SET EXERCISE:
Carry on the passage on resource planning metrics, picking up right after its final sentence.

PASSAGE SHOWN:
Categories: Resource Planning, Task Scheduling

Resource planning metrics let you track and evaluate the performance of your tasks and projects. 

Without measuring our projects and their results, it would be difficult to impossible to assess their success. Only by monitoring and measuring the right metrics, are we able to see our team’s effort and direct the processes in the right direction.

Business metrics are important. Fullstop. Without them, how would you know:

  • Your profits

  • How your resources are performing

  • Whether your projects are on-time

  • If you’re within budget

  • What projects you can take on next quarter.

And while it’s not advisable to blindly rely on statistics and data, they do represent an important way to get feedback and make improvements. This also means that when choosing how to measure your results there’s a lot that needs to be considered as well.

In this article we’ll go over some basics. Six of the best resource planning metrics to track and why they matter. As well as some tips on how to implement them into your organization. But first, we’ll tell you how to decide upon the indicators you’ll ultimately choose. 

Resources definition says that resources are anything you can plan from people and skills up to windmills.

Selecting Resource Planning Metrics

Before you can implement measurement indicators, you need to decide which ones are best for you. So how do you select your resource planning indicators? There are various methods.

  • You can use SMART goals to more objectively measure whether your goals can be accomplished. In this case, letters in the acronym S.M.A.R.T. can tell you whether the metric you want to use are

    • Specific enough,

    • Measureable,

    • Achievable,

    • Relevant,

    • realistically Time-bound.

  Be careful to not be overly reliant on these, however, because they tend to not be very   dynamic and can’t always account for last-minute changes.

  • You could align metrics to use with the overall strategy of your company and look to PPM.

  • You can collaborate with your stakeholders first. And with the help of a project communications plan, you can see which stakeholders are more important at different phases of the project or the resource planning cycle.

Here's a guide to creating a project communications plan for beginners.
  • You as the project manager can set a few metrics just for your team. If successful, these may even end up as the indicators used throughout your company.

However you decide which planning metric to use, heed the warning of Harold Kerzner, the author of Project Management Metrics, KPIs, and Dashboards. He wrote that, "Providing too many metrics and KPIs may be an invitation for stakeholders to micromanage the project." As such, more metrics do not equal better performance.

Select the ones that serve a purpose and don't go overboard with them.

Whichever ones you do choose, though, follow them through and be sure to track them for the best results. Next, we’ll suggest a few metrics you may consider implementing as they can show you important information about your project.

Records from a collection:

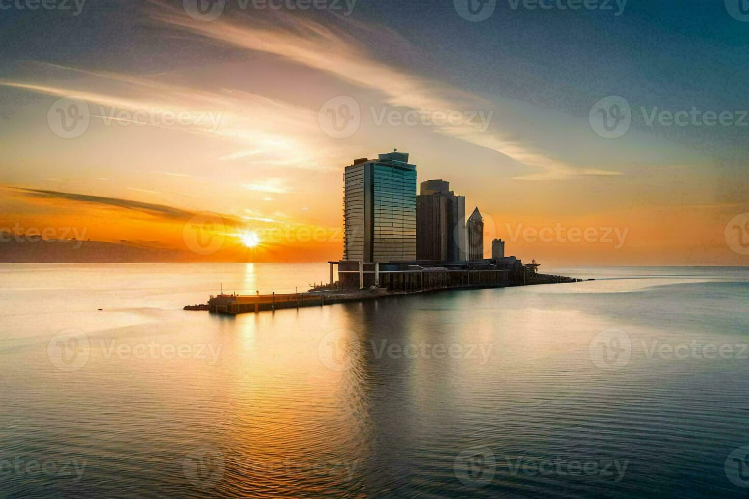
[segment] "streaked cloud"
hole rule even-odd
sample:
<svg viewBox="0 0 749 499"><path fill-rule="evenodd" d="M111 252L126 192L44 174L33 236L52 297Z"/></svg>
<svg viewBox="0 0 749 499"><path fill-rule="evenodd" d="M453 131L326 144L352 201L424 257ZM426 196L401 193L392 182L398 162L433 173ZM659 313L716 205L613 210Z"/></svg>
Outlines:
<svg viewBox="0 0 749 499"><path fill-rule="evenodd" d="M292 16L278 16L273 26L263 24L251 16L239 20L224 18L211 22L195 21L184 13L159 2L151 18L186 31L213 40L272 54L309 68L332 74L336 78L363 88L375 90L385 96L386 102L433 114L449 111L490 111L494 105L470 93L438 81L418 76L377 61L360 41L361 37L340 29L327 28L309 19ZM407 42L391 30L372 25L362 25L348 19L360 31L389 37L399 43ZM404 47L407 48L407 47ZM487 132L468 123L434 129L458 140L500 153L538 173L516 177L518 180L564 180L593 175L613 175L597 168L579 168L545 153L537 147L508 139L503 132L507 123L494 123Z"/></svg>
<svg viewBox="0 0 749 499"><path fill-rule="evenodd" d="M57 191L46 191L34 189L11 188L25 196L38 198L43 199L61 199L70 201L77 201L80 203L89 203L92 204L109 205L126 208L142 213L146 213L154 216L168 217L171 218L189 218L194 213L169 206L163 204L156 204L154 203L144 203L142 201L134 201L130 199L121 199L120 198L106 198L102 196L91 196L85 194L75 194L73 192L59 192ZM135 190L135 189L133 189Z"/></svg>

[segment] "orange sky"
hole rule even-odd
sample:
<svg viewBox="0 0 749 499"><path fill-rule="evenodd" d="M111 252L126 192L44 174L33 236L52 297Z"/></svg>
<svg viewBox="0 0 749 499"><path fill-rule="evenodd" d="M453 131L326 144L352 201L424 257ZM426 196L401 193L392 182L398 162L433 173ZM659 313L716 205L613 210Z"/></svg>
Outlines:
<svg viewBox="0 0 749 499"><path fill-rule="evenodd" d="M138 13L165 40L189 41L192 58L157 72L25 60L0 80L15 102L0 136L0 229L74 227L92 240L190 251L185 227L210 212L222 243L197 257L337 260L344 167L398 148L410 153L419 182L449 180L467 212L479 206L487 254L497 236L508 254L550 265L749 262L724 236L730 220L749 212L739 163L635 128L602 138L586 111L469 91L426 67L434 58L422 48L354 17L201 22L160 1ZM383 60L354 36L363 33L425 67ZM342 97L359 113L357 129L336 136L323 120ZM88 119L80 135L64 138L55 120L70 102L85 102ZM413 110L491 120L411 126L383 117ZM578 230L587 240L576 242Z"/></svg>

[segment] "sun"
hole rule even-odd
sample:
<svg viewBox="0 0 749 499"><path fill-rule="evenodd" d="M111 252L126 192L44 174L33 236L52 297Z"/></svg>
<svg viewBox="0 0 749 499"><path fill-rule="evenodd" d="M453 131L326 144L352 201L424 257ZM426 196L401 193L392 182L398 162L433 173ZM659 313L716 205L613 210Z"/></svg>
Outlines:
<svg viewBox="0 0 749 499"><path fill-rule="evenodd" d="M254 232L247 232L239 236L240 240L247 248L255 248L260 244L260 238Z"/></svg>

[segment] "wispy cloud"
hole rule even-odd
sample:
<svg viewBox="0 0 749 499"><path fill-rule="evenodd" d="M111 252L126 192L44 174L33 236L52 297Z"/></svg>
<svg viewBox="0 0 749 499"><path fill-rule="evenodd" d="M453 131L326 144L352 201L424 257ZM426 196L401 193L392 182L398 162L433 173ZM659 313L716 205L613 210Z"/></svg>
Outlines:
<svg viewBox="0 0 749 499"><path fill-rule="evenodd" d="M167 217L170 218L184 219L192 217L194 213L169 206L163 204L156 204L154 203L144 203L142 201L134 201L130 199L121 199L120 198L106 198L102 196L90 196L85 194L75 194L73 192L60 192L58 191L46 191L34 189L12 188L14 190L22 193L24 195L31 198L43 199L61 199L70 201L77 201L80 203L89 203L92 204L109 205L126 208L134 211L146 213L154 216Z"/></svg>
<svg viewBox="0 0 749 499"><path fill-rule="evenodd" d="M234 46L286 58L303 66L332 74L360 87L375 90L393 106L404 106L427 113L436 111L492 109L494 105L478 96L440 82L410 74L377 61L360 38L342 30L327 28L309 19L279 16L279 25L270 26L244 16L233 21L225 16L211 22L191 19L182 13L154 2L163 8L154 10L151 18L188 32L207 37ZM406 42L386 28L363 25L349 19L357 30ZM528 144L508 138L501 129L506 123L495 124L482 132L470 124L435 129L476 146L497 151L521 164L540 171L521 176L521 180L563 180L591 175L618 174L597 168L580 168L555 159Z"/></svg>
<svg viewBox="0 0 749 499"><path fill-rule="evenodd" d="M282 179L267 179L252 183L244 184L244 188L256 192L268 192L270 194L287 194L289 190L284 186Z"/></svg>

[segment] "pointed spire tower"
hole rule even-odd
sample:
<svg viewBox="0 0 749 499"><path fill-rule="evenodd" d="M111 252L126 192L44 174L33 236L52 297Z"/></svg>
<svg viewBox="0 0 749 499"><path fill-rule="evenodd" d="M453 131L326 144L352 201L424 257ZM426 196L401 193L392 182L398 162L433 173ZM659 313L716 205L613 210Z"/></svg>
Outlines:
<svg viewBox="0 0 749 499"><path fill-rule="evenodd" d="M484 218L476 206L466 221L467 232L467 260L476 260L484 259Z"/></svg>

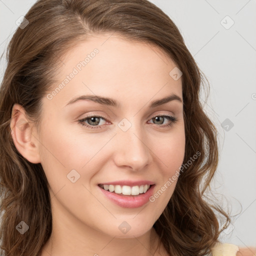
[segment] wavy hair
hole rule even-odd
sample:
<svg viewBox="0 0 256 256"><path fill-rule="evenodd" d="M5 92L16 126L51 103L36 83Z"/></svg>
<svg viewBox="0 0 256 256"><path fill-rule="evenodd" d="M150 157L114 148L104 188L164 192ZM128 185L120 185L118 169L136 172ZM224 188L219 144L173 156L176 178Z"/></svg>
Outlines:
<svg viewBox="0 0 256 256"><path fill-rule="evenodd" d="M29 162L16 148L10 135L12 106L22 106L39 128L42 99L56 82L62 54L91 35L114 32L158 46L182 72L184 164L196 152L200 154L180 172L154 227L170 255L210 252L222 232L219 218L230 222L228 214L206 194L218 164L218 134L200 101L201 89L208 90L208 83L175 24L146 0L39 0L25 18L29 24L18 28L8 45L0 88L2 252L38 256L52 230L48 180L41 164ZM22 235L16 230L22 220L29 224L29 232Z"/></svg>

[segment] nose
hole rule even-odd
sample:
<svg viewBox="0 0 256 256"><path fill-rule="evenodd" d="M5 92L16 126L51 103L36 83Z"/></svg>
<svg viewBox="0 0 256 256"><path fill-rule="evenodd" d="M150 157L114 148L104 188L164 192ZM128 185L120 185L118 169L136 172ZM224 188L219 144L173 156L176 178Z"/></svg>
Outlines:
<svg viewBox="0 0 256 256"><path fill-rule="evenodd" d="M114 161L118 167L128 166L134 171L143 169L152 160L146 134L139 125L126 132L118 129L115 136Z"/></svg>

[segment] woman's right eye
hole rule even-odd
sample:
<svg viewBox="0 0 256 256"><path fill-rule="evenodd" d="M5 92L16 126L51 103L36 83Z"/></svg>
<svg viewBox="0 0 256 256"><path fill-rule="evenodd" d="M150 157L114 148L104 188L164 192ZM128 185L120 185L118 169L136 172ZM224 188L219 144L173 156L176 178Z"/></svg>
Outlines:
<svg viewBox="0 0 256 256"><path fill-rule="evenodd" d="M88 128L102 128L102 124L100 122L100 120L105 120L105 118L101 116L86 116L85 118L78 120L78 121L82 126L86 126ZM98 126L99 124L101 125ZM96 127L92 127L94 126Z"/></svg>

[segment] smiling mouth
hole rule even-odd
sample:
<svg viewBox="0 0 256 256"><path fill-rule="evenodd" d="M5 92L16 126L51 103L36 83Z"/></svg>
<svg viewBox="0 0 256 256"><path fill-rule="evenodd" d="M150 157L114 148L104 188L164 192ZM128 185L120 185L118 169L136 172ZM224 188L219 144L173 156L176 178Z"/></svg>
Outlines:
<svg viewBox="0 0 256 256"><path fill-rule="evenodd" d="M152 185L144 184L130 186L128 186L98 184L98 186L109 192L120 194L122 196L138 196L145 194Z"/></svg>

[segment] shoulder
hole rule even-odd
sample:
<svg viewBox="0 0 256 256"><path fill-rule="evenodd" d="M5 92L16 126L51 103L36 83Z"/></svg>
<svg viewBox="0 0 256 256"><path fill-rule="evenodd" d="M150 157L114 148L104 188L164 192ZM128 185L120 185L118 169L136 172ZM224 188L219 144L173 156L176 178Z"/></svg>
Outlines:
<svg viewBox="0 0 256 256"><path fill-rule="evenodd" d="M232 244L218 242L212 252L212 256L256 256L256 248L240 248Z"/></svg>

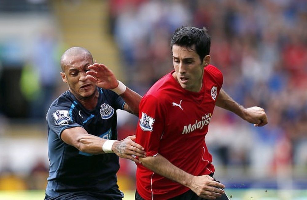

ANSWER BELOW:
Metrics for projects and resources

We’ll keep it pretty simple and limit the number of planning metrics to 6.

They will be broken down according to what exactly they measure. Our top 6 resource planning metrics to have an eye on, are:

  1. Cost Variance

  2. Resource capacity utilization

  3. Group and project portfolio utilization

  4. Planned resources vs. resources in use

  5. Planned time vs Used time

  6. The Doomsday Metric

Cost Metrics

Cost metrics are resource planning metrics that help to stay in budget

We can start with what may be considered one of the most important metrics of them all, cost. Not only is this important for stakeholders, but staying within budget can make the whole team happy as well.

1. Cost Variance

Cost variance definition: measures the budgeted amount against the actual costs that were spent on a project or task

Used in: individual project and resource management

Why use it?

  • Accuracy

There’s not much that’s more important to a company than their money. This indicator can be your first hint that your projects and plans aren’t working the way they should be. Are you over budget or under? How much more can you comfortably spend on a project before you’re in the red? If you’ve already used a third of the budget in the first few months of a year-long project, you might be in for a rough time.

  • Evaluation & predicting

Cost variance is useful when evaluating how each of the resources fit into a project and if some are more cost effective than others. It’s important when you need to reevaluate and need not only a quick indication of a project’s progress, but a resource’s worth. 

It’s also helpful when making predictions, as you’ll have a more accurate picture of what future costs will look like. Or as a way to account for certain trends throughout the years.

How to use it?

To calculate the cost variance, you only need to compare the planned budget to the actual budget. Although this sounds easy, it can get more complicated the more projects, resources, and variables you have. The more details you compare, however, the more you can get from this metric.  

With Ganttic, the software can tabulate the amount for you with just a few simple clicks in the reporting section. Or you can automatically set it so a report can be generated at any time interval that suits you. All you need to do is fill in your resource cost information, log in the actual used time and a personalized report is created for you.

A weekly report can be a quick and stress-free way to view your progress and keep track of your budget. The reports can also be shared with stakeholders, so everyone who needs to know, is in the know.

Utilization Metrics

Utilization metrics are planning metrics that show how much one or another resource is used

Utilization is generally shown as percentage (%) and is how much a resource is used. Below are some great metrics which look at resource utilization.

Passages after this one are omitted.